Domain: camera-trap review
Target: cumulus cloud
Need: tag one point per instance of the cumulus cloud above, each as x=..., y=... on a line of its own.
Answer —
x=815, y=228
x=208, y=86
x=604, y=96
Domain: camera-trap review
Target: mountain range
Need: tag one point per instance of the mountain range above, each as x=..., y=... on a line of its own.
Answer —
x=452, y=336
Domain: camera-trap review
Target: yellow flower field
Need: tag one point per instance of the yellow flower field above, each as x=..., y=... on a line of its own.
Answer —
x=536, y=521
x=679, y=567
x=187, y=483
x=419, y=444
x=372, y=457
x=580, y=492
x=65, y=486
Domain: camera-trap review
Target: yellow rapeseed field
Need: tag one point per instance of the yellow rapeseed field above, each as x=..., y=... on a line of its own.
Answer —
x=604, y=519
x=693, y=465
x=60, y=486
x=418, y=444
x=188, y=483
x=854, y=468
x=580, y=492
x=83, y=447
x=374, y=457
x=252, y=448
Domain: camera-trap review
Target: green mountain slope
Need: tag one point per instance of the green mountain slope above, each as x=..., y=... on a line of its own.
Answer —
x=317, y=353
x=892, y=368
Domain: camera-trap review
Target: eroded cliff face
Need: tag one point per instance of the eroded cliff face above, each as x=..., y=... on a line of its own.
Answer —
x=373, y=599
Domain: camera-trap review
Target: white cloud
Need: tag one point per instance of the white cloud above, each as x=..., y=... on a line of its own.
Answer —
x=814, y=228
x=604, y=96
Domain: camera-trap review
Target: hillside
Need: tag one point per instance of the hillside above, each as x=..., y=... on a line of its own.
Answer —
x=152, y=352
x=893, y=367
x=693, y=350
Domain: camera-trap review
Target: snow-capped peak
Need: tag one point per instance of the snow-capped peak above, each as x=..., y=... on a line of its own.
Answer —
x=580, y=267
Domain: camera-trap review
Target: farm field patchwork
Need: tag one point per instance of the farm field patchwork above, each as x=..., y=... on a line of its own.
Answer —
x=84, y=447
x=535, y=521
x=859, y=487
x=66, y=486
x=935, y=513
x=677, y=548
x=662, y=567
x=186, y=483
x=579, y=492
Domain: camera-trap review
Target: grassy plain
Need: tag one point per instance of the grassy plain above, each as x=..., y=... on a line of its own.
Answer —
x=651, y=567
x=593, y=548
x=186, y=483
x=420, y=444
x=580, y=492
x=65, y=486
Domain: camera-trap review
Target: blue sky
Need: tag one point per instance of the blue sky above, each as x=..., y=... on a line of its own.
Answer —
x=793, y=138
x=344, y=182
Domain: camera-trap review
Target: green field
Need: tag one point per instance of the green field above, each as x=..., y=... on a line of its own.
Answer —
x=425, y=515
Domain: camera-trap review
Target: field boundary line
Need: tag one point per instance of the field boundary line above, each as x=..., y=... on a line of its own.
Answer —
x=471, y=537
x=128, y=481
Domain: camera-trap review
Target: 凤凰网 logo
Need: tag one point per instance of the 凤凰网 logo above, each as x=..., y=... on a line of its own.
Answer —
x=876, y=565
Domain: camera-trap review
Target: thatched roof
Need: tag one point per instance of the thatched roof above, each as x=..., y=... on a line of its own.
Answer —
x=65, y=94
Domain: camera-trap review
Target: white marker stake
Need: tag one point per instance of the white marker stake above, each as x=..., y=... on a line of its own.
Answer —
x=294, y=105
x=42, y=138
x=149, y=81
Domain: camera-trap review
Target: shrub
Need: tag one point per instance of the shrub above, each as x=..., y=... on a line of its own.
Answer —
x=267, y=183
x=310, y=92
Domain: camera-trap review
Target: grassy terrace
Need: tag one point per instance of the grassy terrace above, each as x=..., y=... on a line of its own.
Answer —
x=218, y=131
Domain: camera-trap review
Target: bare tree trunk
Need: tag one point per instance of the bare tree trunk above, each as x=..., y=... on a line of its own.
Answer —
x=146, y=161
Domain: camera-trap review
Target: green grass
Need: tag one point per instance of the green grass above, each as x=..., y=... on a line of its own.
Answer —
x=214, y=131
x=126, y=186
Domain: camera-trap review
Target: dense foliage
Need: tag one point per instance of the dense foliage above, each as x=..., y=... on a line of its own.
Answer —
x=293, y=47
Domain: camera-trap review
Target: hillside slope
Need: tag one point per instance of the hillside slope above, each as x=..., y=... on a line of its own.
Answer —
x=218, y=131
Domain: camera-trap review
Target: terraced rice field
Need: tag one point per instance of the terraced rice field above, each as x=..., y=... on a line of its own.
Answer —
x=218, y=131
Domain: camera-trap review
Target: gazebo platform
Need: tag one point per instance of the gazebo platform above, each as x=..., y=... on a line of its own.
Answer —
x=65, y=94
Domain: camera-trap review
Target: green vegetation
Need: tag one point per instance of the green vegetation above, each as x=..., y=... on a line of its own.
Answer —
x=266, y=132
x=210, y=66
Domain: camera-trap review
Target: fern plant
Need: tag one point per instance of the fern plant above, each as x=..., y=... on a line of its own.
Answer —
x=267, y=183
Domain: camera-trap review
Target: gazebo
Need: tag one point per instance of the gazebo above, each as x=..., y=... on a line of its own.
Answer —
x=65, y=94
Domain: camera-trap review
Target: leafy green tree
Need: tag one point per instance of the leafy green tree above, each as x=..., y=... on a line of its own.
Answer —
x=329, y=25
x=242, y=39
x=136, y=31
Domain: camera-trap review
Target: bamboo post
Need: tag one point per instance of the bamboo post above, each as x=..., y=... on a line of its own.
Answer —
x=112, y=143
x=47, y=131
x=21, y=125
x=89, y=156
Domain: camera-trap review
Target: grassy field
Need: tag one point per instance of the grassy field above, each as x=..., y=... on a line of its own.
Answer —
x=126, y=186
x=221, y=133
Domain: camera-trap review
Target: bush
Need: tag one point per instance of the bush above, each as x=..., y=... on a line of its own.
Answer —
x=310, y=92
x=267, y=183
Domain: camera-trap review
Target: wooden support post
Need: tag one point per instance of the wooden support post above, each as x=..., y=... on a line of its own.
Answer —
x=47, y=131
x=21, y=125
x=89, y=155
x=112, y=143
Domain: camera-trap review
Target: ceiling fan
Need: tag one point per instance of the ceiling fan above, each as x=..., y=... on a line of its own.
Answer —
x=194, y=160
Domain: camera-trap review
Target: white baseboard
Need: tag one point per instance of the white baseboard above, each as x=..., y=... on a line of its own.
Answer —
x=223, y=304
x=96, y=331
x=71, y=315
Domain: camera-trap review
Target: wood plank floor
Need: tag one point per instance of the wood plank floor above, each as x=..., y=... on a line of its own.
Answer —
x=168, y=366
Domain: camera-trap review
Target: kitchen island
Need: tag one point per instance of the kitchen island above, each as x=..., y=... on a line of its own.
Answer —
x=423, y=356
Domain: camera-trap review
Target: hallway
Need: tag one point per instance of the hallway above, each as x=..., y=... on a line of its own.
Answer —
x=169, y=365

- - - -

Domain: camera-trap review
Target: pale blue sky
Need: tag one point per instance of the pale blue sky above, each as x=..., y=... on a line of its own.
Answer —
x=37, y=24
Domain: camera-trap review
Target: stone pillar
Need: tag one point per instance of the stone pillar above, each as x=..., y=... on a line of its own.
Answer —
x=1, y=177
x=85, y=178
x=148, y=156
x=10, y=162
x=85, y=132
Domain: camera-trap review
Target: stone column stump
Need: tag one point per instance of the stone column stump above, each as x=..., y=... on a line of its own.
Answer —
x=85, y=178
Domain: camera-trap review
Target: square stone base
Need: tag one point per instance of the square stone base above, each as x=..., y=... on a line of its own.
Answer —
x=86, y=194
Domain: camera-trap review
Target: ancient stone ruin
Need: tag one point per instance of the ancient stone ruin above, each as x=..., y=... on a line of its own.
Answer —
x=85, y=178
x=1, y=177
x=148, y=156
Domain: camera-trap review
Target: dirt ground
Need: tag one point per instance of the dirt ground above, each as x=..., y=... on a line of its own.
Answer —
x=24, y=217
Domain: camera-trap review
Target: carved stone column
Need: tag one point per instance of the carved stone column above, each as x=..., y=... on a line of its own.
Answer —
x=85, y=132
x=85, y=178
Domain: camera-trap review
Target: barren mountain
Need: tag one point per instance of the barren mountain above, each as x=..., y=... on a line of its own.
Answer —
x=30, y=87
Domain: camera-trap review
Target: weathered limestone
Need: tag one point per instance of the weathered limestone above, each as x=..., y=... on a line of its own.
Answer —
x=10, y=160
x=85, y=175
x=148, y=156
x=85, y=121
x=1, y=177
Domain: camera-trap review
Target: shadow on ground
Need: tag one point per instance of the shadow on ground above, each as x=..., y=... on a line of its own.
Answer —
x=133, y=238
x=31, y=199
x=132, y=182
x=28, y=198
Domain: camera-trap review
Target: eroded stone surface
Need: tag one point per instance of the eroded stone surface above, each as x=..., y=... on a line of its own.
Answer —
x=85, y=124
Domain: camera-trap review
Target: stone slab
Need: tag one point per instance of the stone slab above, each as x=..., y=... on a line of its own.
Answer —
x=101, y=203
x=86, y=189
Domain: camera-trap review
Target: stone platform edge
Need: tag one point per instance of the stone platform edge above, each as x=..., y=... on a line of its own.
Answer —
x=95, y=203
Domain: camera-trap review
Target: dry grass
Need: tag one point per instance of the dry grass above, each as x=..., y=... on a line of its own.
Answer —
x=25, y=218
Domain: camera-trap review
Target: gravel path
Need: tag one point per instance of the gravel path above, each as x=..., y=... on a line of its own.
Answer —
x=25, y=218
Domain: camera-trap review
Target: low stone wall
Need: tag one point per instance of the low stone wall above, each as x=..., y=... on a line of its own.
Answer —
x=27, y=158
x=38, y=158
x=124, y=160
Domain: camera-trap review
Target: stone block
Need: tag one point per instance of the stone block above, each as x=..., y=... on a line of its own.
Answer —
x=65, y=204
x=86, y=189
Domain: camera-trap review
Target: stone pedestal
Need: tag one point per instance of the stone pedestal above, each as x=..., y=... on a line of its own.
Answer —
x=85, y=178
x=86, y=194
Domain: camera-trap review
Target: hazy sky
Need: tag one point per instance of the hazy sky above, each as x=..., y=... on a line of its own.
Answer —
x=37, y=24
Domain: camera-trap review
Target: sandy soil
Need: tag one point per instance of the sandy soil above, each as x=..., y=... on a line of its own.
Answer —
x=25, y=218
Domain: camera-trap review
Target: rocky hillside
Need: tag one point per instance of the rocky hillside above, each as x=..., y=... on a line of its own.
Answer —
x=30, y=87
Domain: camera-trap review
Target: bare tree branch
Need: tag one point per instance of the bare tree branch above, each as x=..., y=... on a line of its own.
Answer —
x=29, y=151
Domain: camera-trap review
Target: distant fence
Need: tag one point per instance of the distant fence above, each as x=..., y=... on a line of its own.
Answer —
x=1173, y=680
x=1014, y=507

- - - -

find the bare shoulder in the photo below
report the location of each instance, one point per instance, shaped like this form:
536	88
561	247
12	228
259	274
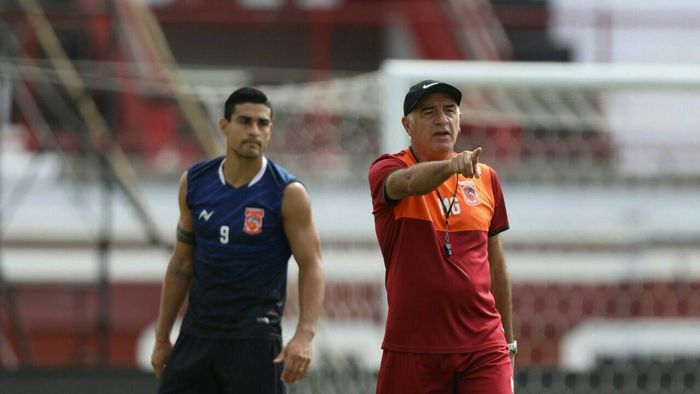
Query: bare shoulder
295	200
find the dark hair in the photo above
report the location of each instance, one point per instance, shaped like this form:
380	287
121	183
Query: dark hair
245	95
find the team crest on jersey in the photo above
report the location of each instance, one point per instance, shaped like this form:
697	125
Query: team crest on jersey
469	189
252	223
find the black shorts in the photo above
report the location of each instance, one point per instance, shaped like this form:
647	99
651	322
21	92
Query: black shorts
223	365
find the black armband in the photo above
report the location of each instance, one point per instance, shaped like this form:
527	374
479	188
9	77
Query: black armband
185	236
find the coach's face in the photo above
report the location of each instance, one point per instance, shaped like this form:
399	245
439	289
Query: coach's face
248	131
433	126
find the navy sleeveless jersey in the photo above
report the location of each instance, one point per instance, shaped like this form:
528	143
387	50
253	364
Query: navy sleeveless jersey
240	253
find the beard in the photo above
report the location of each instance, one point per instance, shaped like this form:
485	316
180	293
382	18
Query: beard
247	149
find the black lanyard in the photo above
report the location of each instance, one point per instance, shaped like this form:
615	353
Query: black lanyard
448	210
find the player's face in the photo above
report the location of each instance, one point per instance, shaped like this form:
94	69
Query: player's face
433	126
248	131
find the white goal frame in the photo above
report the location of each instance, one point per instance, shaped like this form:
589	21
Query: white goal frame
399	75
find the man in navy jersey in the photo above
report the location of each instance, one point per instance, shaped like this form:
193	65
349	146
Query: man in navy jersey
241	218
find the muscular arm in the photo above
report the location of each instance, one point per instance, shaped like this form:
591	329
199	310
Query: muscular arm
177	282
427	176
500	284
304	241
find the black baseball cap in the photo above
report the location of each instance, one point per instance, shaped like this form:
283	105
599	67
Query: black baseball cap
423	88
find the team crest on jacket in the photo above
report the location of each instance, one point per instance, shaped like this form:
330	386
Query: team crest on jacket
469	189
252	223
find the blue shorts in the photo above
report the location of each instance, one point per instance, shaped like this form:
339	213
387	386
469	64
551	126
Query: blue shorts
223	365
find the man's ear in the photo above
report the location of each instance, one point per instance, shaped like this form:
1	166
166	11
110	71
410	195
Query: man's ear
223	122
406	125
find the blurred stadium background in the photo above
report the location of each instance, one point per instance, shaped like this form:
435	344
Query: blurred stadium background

- - - -

Locate every line in the items above that contains the string "limestone" and copy each one out in full. Case counts.

Target: weathered limestone
Need: tag one point per instance of the weathered limestone above, each as x=..., y=... on a line of its own.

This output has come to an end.